Entries from a dataset:
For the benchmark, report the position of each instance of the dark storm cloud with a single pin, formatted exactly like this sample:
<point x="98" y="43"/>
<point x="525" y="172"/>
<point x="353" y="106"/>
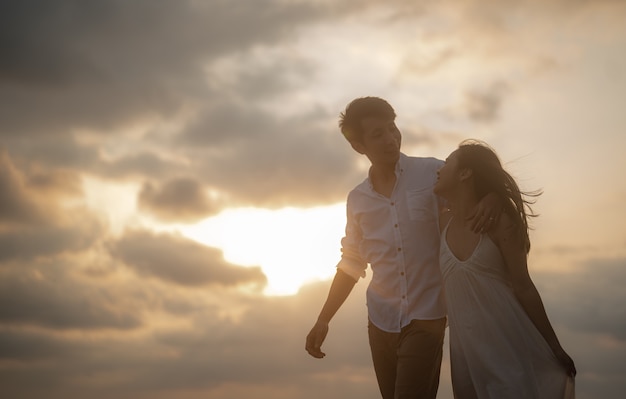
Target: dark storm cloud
<point x="175" y="259"/>
<point x="100" y="64"/>
<point x="178" y="199"/>
<point x="16" y="205"/>
<point x="268" y="161"/>
<point x="35" y="296"/>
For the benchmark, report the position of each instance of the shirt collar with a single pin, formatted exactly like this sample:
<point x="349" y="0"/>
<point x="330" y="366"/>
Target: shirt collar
<point x="399" y="169"/>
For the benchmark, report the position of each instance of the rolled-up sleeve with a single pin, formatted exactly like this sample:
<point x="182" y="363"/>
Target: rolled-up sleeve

#### Short task
Put every line of the items above into a JSON list of strings, one string per line, with blank lines left out. Leave the pictures out of the list.

#### Solution for this problem
[
  "For the benchmark, report the position of each instance of the dark storm cloud with a single pin, formatted exactly like this sample:",
  "<point x=\"98\" y=\"43\"/>",
  "<point x=\"525\" y=\"172\"/>",
  "<point x=\"353\" y=\"106\"/>",
  "Target: dark storm cloud",
  "<point x=\"175\" y=\"259\"/>",
  "<point x=\"100\" y=\"64\"/>",
  "<point x=\"178\" y=\"199\"/>",
  "<point x=\"16\" y=\"205\"/>",
  "<point x=\"268\" y=\"161\"/>",
  "<point x=\"35\" y=\"296\"/>",
  "For the benchmark, report the position of each instance of the shirt collar with a single pin, formatted exactly like this sample:",
  "<point x=\"349\" y=\"0\"/>",
  "<point x=\"330\" y=\"366\"/>",
  "Target: shirt collar",
  "<point x=\"399\" y=\"169\"/>",
  "For the benchmark, report the position of each instance of the rolled-up sleeve with a single pin, formatted exactly like this sample:",
  "<point x=\"182\" y=\"363\"/>",
  "Target: rolled-up sleeve"
]